### Exercise goal
Transcribe all of the records precisely as they are presented.

>>>>>

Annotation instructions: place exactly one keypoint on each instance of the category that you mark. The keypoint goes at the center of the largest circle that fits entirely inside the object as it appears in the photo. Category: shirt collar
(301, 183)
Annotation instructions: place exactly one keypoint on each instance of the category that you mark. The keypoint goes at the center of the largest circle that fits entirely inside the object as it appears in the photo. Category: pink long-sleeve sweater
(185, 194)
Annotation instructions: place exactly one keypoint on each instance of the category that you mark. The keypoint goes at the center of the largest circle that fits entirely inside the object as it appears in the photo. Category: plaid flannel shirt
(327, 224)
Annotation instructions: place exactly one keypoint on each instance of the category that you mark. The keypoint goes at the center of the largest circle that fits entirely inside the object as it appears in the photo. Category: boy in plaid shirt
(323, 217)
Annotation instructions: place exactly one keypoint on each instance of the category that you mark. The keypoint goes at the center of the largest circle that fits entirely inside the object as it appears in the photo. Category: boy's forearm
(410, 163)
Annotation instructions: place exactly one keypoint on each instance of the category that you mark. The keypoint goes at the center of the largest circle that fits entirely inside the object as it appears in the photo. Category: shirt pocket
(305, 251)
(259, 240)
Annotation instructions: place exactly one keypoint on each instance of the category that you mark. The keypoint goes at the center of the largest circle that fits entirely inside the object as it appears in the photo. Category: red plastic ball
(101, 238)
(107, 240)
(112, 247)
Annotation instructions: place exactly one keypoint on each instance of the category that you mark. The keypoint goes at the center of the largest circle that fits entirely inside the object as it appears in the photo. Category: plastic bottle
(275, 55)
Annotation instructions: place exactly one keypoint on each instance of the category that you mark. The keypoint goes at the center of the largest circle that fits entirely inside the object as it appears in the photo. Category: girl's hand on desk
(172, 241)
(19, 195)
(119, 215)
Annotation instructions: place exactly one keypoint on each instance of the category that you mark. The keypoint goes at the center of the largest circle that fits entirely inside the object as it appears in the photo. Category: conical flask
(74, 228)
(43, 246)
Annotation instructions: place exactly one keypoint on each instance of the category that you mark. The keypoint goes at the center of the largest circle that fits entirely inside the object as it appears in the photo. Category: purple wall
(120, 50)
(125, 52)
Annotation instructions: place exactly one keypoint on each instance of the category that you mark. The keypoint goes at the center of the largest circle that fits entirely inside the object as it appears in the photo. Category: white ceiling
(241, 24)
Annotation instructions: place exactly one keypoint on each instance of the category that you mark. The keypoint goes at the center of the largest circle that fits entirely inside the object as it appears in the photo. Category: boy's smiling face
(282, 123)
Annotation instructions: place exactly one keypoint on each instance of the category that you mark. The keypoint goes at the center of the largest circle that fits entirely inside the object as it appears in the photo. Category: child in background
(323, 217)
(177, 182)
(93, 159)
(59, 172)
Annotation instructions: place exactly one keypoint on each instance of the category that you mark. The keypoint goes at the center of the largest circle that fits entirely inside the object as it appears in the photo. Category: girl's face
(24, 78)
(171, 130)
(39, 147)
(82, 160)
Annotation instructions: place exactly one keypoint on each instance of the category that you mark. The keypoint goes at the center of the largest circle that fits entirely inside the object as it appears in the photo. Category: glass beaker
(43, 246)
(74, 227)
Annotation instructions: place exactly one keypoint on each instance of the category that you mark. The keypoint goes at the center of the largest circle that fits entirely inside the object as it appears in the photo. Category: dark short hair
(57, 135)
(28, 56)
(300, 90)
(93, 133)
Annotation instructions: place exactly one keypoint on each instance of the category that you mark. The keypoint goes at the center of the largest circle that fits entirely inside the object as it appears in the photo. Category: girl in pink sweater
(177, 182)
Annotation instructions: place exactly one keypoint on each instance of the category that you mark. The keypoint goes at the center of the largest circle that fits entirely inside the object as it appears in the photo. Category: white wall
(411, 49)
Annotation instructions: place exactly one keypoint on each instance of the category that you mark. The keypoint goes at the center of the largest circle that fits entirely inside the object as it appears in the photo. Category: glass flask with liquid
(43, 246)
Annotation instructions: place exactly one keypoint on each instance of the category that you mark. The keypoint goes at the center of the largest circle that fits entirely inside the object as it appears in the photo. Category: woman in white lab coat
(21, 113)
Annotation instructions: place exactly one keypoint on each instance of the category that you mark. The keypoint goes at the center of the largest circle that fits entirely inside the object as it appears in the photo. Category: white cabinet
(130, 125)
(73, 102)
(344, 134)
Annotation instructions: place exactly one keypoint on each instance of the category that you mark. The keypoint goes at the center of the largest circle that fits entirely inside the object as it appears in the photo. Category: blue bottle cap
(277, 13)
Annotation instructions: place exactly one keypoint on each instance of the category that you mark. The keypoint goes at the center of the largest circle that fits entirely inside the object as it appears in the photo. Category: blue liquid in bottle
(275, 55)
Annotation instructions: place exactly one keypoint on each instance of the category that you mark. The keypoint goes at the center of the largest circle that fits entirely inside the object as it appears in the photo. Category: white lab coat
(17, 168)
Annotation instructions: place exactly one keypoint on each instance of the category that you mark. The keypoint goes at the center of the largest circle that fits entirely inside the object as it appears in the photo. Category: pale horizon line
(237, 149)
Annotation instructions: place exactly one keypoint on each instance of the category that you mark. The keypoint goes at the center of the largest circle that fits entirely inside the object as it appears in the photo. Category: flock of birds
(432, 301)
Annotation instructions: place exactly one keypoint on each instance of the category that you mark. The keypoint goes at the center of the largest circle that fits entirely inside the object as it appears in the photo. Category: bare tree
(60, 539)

<<<<<

### Solution for this exercise
Annotation instructions: place exactly one keypoint on each instance of the category that you mark. The keypoint goes at the center of the largest circle that fits entirely inside the object as it appears in the photo. Category: shirt collar
(301, 183)
Annotation instructions: place exactly one keypoint on each instance of the category that you mark. The keypoint goes at the center of the largest circle that fits entirely inside the object as it appears in the photo. Category: pink long-sleeve sweater
(185, 194)
Annotation instructions: place exactly one keypoint on each instance of the category that you mark. The keypoint goes at the center of the largest circle that fits entirely inside the object as it appears in the photo. Category: plaid flannel shirt
(327, 224)
Annotation instructions: place exactly one keypoint on each instance of the category that you mark. The keypoint goes at the center of the largest circle that fits entirely inside the object as it appears in the photo. Category: boy in plaid shirt
(323, 217)
Annotation instructions: place exactly one keypoint on each instance of the category that you mark. The keypoint goes at the center of the largest circle that fits entirely inside the object as it appears in the photo. Category: boy's forearm
(410, 163)
Annotation instructions: place exactly one keypoint on each instance of the category that you mark. The keypoint goes at the center of the largest circle that fits entirely inside the object as it appears in the photo. Category: shirt pocket
(305, 251)
(259, 240)
Annotation instructions: place exactly one keypoint on each instance of the category that you mark. The keypoint goes at the center of the largest circle that fits entirely inside the object as it appears in the photo. Category: red plastic ball
(101, 238)
(107, 240)
(112, 247)
Annotation instructions: place exactly one keypoint on each instance of the category that you mark. The keypoint goes at the center of the largest circle that fits entirely inside the object as it appears in the photo. Category: plastic bottle
(275, 55)
Annotation instructions: place exactly one keypoint on each instance of the category that you mark. The keypoint goes at the center of the largest circle that fits entirely inside the object as it appears in the photo. Category: girl's hand on desk
(172, 241)
(19, 195)
(119, 215)
Annotation instructions: place exactly one keypoint on each instance of the category that you mark. The keypoint goes at the center of the largest circle that fits entirely inside the object as it appears in the photo. Category: conical flask
(74, 228)
(43, 246)
Annotation instructions: place exactly one keypoint on each instance of the category that you mark. The keypoint goes at the center of the largest circle that fits entirely inside the object as it appears in the photo. Category: purple wall
(120, 50)
(125, 52)
Annotation instructions: place exactly one keypoint on each instance of the category that you mark. The keypoint goes at the center of the largest circle that fits entirely inside the object as it appears in the photo. Category: white ceiling
(241, 24)
Annotation instructions: place exactly one keypoint on each instance of the category that you mark. The keypoint goes at the center of the largest circle that fits entirely inside the object as it appears in the photo. Category: boy's smiling face
(282, 123)
Annotation instructions: place exactly one keypoint on each instance of the category that you mark. The keypoint goes at the center of the largest circle that fits entirely inside the object as it appears in the photo. Category: child in background
(323, 217)
(177, 182)
(93, 159)
(59, 172)
Annotation instructions: place exactly one keypoint on each instance of the category that you mark. The keypoint goes at the center of the largest circle that fits entirely inside the object as it appears in the photo. Category: girl's face
(24, 78)
(171, 130)
(39, 147)
(82, 160)
Annotation instructions: place exactly one keypoint on each instance of the category that you mark. The keypoint goes at the center of the largest circle that fits entirely inside the object as it appears in the photo. Category: glass beaker
(43, 246)
(74, 227)
Annotation instructions: place exactly one keypoint on each instance of the category that you mark. The keypoint goes at the center of the largest circle that fits entirely inside the object as it appears in the photo. Category: dark short hair
(57, 135)
(28, 56)
(300, 90)
(93, 133)
Annotation instructions: place exactly one keypoint on each instance of the category that you mark. The keypoint goes at the center of the largest circle that fits entirely inside the object as it appears in the photo. Category: girl in pink sweater
(177, 182)
Annotation instructions: place exactly one keypoint on each instance of the category that you mark. The keypoint goes at the center of the largest circle that fits entirely inside the object as it appears in the photo. Category: white wall
(411, 49)
Annotation instructions: place exactly one keypoint on each instance of the category that you mark. The keypoint goes at the center of the largest circle that fits entirely inside the object as it appears in the photo. Category: glass flask with liquid
(43, 246)
Annotation instructions: place exactly one keypoint on each instance of the category that you mark. The keypoint goes at the center of the largest circle that fits entirely inside the object as it appears in the photo. Category: woman in white lab coat
(21, 113)
Annotation instructions: place exactly one keypoint on each instance of the category that you mark. The keypoint goes at the center of the largest circle that fits entirely inside the object as it appears in the photo. Category: white cabinet
(130, 125)
(73, 102)
(344, 134)
Annotation instructions: place exactly one keypoint on each instance of the category that you mark. The keypoint goes at the center of the largest circle that fits entirely inside the object as it appears in the photo. Category: blue bottle cap
(277, 13)
Annotation instructions: place exactly one keypoint on each instance of the category that you mark. The keypoint goes at the center of the largest circle that fits entirely inside the object as it appears in the photo. Category: blue liquid in bottle
(275, 55)
Annotation instructions: place exactly one keypoint on each instance of the category that you mark. The keypoint goes at the center of the largest circle that fits entirely inside the object as it appears in the photo. Category: white lab coat
(17, 168)
Annotation instructions: place exactly one keypoint on each instance of the category that you mark. The keypoint goes at the center of the largest circle that fits entirely inside the object as it appears in the photo. Category: pale horizon line
(237, 149)
Annotation instructions: place exactly one keypoint on each instance of the category that you mark. The keypoint goes at the center of the largest circle that fits entirely inside the object as it appears in the photo. Category: flock of birds
(432, 301)
Annotation instructions: place exactly one keypoint on each instance of the category that you mark. The keypoint goes at the center of the largest circle that fits entirely inside the object as it appears in the photo. Category: bare tree
(60, 539)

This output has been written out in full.